Exercise inputs ->
....
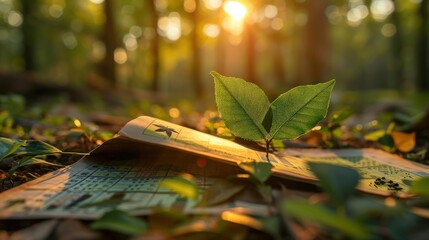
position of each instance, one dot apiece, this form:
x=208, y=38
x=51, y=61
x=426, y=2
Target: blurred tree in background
x=168, y=47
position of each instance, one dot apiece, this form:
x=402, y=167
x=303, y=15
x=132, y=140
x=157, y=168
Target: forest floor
x=69, y=128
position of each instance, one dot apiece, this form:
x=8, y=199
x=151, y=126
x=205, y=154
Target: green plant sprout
x=248, y=113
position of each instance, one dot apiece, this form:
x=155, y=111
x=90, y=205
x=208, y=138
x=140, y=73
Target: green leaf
x=386, y=142
x=183, y=185
x=420, y=186
x=375, y=135
x=9, y=146
x=120, y=221
x=297, y=111
x=338, y=181
x=305, y=211
x=259, y=170
x=243, y=106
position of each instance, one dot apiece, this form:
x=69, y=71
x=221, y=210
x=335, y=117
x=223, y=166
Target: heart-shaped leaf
x=259, y=170
x=243, y=106
x=297, y=111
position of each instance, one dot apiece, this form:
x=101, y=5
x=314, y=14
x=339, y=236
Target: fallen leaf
x=404, y=142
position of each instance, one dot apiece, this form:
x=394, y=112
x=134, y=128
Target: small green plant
x=248, y=113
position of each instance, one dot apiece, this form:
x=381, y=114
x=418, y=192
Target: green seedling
x=248, y=113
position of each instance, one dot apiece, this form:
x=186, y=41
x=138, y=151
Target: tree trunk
x=109, y=39
x=196, y=60
x=155, y=84
x=398, y=50
x=316, y=42
x=422, y=48
x=250, y=48
x=28, y=33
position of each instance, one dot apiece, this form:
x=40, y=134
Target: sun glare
x=235, y=9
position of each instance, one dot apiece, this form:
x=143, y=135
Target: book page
x=370, y=163
x=94, y=185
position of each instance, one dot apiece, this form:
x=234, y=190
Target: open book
x=127, y=171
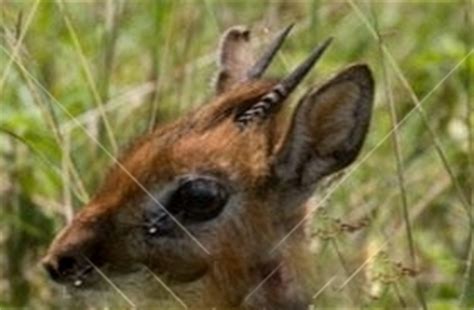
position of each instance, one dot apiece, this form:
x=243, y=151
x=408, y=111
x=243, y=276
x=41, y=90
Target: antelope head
x=210, y=196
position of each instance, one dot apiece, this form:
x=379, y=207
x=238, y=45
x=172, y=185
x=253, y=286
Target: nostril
x=66, y=264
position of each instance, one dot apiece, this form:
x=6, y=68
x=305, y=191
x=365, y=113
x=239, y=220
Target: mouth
x=93, y=277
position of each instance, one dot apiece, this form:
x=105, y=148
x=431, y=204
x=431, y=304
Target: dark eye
x=199, y=199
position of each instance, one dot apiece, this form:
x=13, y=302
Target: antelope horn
x=282, y=90
x=261, y=65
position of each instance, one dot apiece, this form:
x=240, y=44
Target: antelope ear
x=235, y=58
x=328, y=128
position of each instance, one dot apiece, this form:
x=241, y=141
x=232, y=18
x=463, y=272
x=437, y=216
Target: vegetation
x=78, y=80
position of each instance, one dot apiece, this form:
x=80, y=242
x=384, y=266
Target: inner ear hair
x=328, y=128
x=235, y=58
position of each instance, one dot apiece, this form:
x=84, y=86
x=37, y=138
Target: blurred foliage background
x=80, y=79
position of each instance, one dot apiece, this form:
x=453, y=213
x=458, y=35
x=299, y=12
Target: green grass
x=75, y=72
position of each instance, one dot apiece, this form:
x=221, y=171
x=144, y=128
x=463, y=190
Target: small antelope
x=214, y=199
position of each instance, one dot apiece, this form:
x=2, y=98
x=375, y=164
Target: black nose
x=59, y=267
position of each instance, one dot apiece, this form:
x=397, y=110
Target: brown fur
x=230, y=261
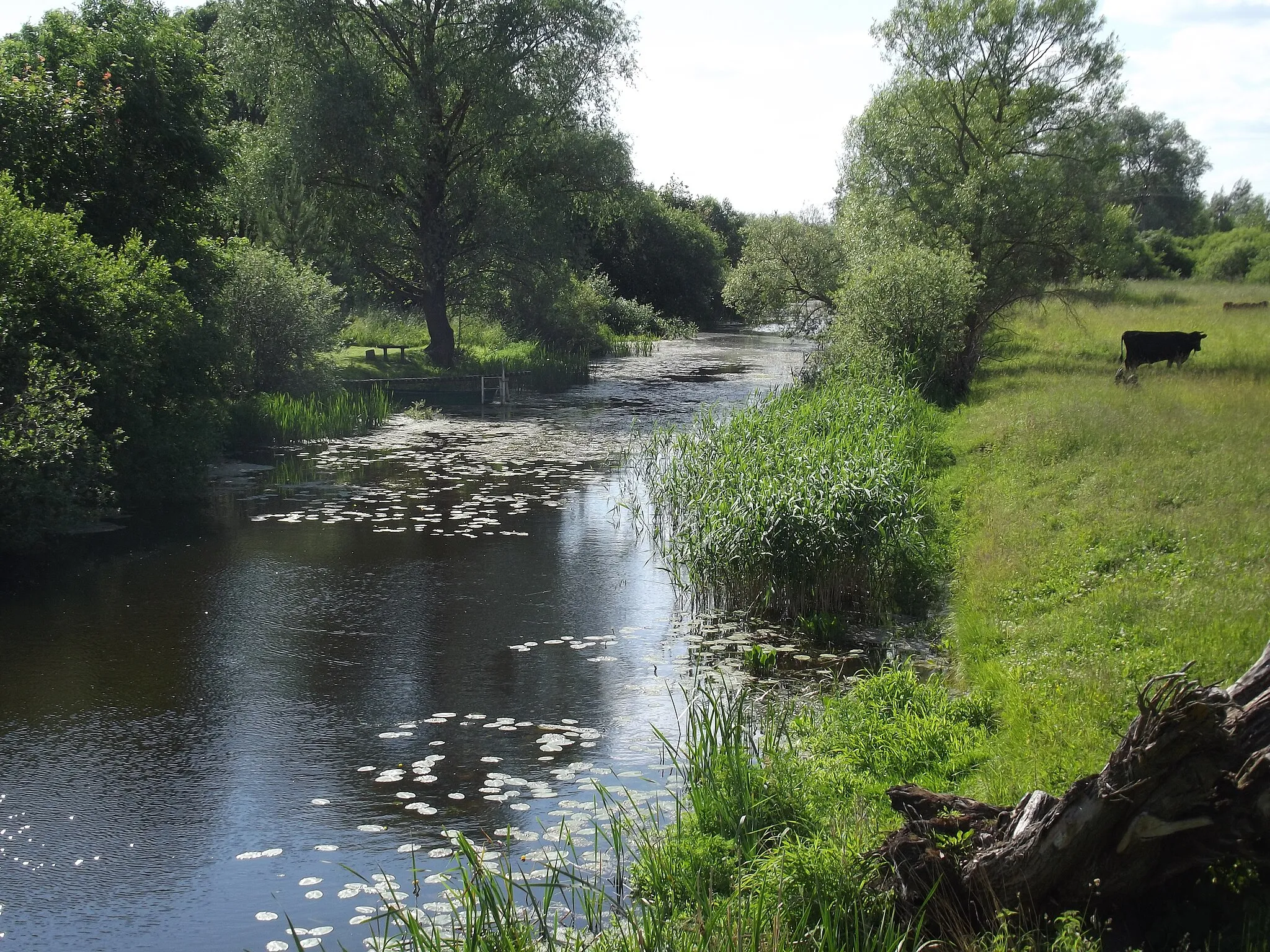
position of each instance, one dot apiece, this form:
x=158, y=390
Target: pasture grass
x=1108, y=534
x=808, y=500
....
What is needed -> Find each line in the rows above that contains the string "green", and copy those lines out in order.

Response below ->
Target: green plant sprout
Target: green leaf
Target: small green plant
Target: green seedling
Target: green grass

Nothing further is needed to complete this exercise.